* **Cuplikan Dokumen**:
* * * * * * * * *
Hidup memang tentang pilihan. Setiap wanita pun berhak menentukan dan mengambil pilihannya sendiri dalam hidup. Seperti cerita sahabat Vemale yang disertakan dalam Lomba Menulis April 2018 My Life My Choice ini. Meski kadang membuat sebuah pilihan itu tak mudah, hidup justru bisa terasa lebih bermakna karenanya.
***
Sampai detik ini aku masih belum percaya bisa sampai sedekat ini dengan cita-citaku. Melanjutkan sekolah ke luar negeri. Bahkan aku kira impian itu tidak akan pernah terwujud apalagi orang-orang di sekitarku selalu berpikir bahwa itu mimpi yang terlalu muluk-muluk. Seumur hidupku aku sering ditertawakan karena mimpi bisa pergi keluar negeri apalagi sampai sekolah di sana. Diremehkan dan dipandang sebelah mata sudah menjadi bagian dari hidupku. Tapi siapa sangka, ternyata Tuhan telah menyiapkan skenario hidup terindah yang belum pernah aku bayangkan terjadi padaku.
* * * * * * * * *
* **Kumpulan Data**:
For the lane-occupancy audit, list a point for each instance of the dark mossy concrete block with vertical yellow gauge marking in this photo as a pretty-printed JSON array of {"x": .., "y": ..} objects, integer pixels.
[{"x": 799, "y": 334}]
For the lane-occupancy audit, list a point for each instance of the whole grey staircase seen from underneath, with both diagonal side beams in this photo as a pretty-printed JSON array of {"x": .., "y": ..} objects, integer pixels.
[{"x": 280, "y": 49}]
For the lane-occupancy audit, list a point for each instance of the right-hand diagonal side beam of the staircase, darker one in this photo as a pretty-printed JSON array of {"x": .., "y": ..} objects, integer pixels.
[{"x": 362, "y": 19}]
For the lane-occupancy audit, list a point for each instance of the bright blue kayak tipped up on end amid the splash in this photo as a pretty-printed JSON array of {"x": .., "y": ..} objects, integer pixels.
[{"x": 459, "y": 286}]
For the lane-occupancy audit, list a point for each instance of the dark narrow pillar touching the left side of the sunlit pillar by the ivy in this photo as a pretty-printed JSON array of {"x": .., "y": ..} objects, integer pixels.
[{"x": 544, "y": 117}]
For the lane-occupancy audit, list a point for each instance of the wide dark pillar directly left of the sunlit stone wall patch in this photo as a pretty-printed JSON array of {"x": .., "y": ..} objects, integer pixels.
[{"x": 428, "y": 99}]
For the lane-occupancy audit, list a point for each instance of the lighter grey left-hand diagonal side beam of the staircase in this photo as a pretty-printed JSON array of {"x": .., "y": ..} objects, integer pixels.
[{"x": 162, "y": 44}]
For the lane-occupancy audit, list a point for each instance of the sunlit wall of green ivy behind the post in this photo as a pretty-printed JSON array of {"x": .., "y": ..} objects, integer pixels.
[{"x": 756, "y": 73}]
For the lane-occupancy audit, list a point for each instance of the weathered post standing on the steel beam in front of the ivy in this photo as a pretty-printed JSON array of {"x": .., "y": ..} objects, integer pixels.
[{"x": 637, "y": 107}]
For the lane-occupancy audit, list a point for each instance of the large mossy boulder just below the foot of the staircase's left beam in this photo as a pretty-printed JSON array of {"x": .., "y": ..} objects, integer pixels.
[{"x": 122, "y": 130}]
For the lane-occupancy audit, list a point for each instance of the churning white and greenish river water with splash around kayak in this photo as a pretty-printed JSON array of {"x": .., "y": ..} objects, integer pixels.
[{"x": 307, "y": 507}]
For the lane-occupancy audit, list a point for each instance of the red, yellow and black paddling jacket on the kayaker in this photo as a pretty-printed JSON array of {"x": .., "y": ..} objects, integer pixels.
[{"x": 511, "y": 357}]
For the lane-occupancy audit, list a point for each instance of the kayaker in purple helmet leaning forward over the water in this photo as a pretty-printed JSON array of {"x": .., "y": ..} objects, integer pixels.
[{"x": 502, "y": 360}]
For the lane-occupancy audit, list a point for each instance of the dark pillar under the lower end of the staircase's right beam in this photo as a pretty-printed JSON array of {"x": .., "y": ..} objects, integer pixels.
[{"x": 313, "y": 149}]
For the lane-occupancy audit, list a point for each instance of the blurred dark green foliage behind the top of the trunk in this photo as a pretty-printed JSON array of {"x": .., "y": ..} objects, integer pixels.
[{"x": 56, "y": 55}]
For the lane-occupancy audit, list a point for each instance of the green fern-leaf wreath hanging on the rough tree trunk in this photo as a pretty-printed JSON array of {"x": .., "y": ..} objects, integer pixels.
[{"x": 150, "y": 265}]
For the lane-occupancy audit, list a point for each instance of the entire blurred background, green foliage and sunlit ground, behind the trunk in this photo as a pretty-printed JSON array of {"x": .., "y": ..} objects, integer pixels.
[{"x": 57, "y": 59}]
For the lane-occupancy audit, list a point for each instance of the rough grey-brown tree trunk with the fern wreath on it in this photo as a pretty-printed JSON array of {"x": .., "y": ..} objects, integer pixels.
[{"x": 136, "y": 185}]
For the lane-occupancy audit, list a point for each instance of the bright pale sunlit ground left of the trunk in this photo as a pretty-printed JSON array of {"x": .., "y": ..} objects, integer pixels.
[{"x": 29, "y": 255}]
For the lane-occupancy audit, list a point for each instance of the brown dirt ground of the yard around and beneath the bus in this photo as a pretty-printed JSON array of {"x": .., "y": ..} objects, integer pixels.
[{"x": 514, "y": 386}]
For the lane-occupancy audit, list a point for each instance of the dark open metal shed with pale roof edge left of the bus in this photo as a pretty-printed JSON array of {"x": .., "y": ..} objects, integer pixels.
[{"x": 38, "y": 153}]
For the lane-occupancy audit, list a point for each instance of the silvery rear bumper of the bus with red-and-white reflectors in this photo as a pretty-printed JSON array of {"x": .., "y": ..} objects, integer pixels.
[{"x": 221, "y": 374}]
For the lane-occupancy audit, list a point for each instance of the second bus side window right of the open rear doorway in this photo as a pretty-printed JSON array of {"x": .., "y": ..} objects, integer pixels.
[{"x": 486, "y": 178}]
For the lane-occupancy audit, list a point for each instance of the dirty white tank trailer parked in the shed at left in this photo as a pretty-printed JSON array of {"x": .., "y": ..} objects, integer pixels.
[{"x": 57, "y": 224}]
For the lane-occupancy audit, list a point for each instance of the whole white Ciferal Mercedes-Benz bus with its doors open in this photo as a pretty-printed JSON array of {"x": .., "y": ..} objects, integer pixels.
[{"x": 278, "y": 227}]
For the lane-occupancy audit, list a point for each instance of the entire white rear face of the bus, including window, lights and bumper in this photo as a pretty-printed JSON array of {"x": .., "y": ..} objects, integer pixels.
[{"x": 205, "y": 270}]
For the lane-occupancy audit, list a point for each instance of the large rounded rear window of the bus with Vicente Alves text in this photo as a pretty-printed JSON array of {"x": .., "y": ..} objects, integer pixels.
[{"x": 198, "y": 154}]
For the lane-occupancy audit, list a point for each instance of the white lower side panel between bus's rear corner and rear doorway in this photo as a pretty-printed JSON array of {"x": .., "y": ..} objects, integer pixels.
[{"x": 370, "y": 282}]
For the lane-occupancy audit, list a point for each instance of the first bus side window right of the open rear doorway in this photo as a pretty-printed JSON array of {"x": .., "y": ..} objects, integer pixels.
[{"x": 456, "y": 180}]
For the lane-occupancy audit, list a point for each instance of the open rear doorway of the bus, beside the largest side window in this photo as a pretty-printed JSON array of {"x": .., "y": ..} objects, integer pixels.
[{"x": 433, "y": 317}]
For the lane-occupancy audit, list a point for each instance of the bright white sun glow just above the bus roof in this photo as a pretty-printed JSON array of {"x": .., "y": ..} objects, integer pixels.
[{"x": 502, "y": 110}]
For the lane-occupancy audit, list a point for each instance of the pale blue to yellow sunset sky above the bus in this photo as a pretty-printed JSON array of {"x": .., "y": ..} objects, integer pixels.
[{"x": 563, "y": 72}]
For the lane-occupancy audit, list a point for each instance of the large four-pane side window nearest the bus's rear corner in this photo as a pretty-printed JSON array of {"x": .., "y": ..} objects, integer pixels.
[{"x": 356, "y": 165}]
* * * * * * * * *
* **Terapkan Bacaan**:
A) Ringkas paragraf dalam cerita yang dimulai dengan "Sampai detik ini aku masih belum percaya" tanpa menghilangkan fakta pentingnya.
B) Tulis kelanjutan cerita tentang impian bersekolah ke luar negeri itu, dimulai setelah kalimat terakhir yang ada.
Data di atas diambil dari sumber yang berbeda.

* **Pembahasan Soal**:
A) Aku masih sulit percaya sudah begitu dekat dengan cita-cita melanjutkan sekolah ke luar negeri. Orang-orang di sekitarku menganggap mimpi itu terlalu muluk-muluk. Seumur hidup aku sering ditertawakan, diremehkan, dan dipandang sebelah mata karenanya. Namun, ternyata Tuhan sudah menyiapkan skenario hidup terindah yang tak pernah kubayangkan.

B)
Sebelumnya, perkenalkan namaku Rena, lahir di kota Malang, 23 tahun yang lalu. Keluargaku terdiri dari Ayah, Ibu dan adik laki-laki. Saat aku dilahirkan, keluargaku dalam kondisi ekonomi yang sulit. Ayahku hanya bekerja sebagai penjual sayur atau istilah orang Jawa, mlijo di depan rumah. Selesai berjualan sayur biasanya Ayahku lanjut berjualan kue keliling menggunakan sepeda pancal. Sedangkan Ibuku adalah ibu rumah tangga biasa yang sesekali menerima orderan permak baju.
Melihat kerja keras Ayah dan Ibu dalam mencari uang untuk menyekolahkanku, aku belajar dengan rajin dan sungguh-sungguh agar aku bisa membalas jasa kedua orang tuaku. Alhasil ketika SD aku selalu meraih peringkat 3 besar di kelas. Puncaknya ketika kelas 4 SD aku terpilih untuk mengikuti program akselerasi yang membuatku tidak perlu menjalani kelas 5 tapi langung meloncat ke kelas 6 SD. Saat diberitahu oleh guruku jelas aku senang sekaligus takut. Takut karena aku harus berpisah dengan teman sekelasku dan harus satu kelas dengan kakak kelas yang tidak aku kenal. Aku sempat menangis di depan Ibuku, tapi aku masih ingat Ibu bilang, “Kesempatan ini hanya 1 kali, tidak akan datang dua kali." Dan akhirnya aku pun setuju untuk mengikuti program akselerasi angkatan pertama bersama 6 temanku yang lain.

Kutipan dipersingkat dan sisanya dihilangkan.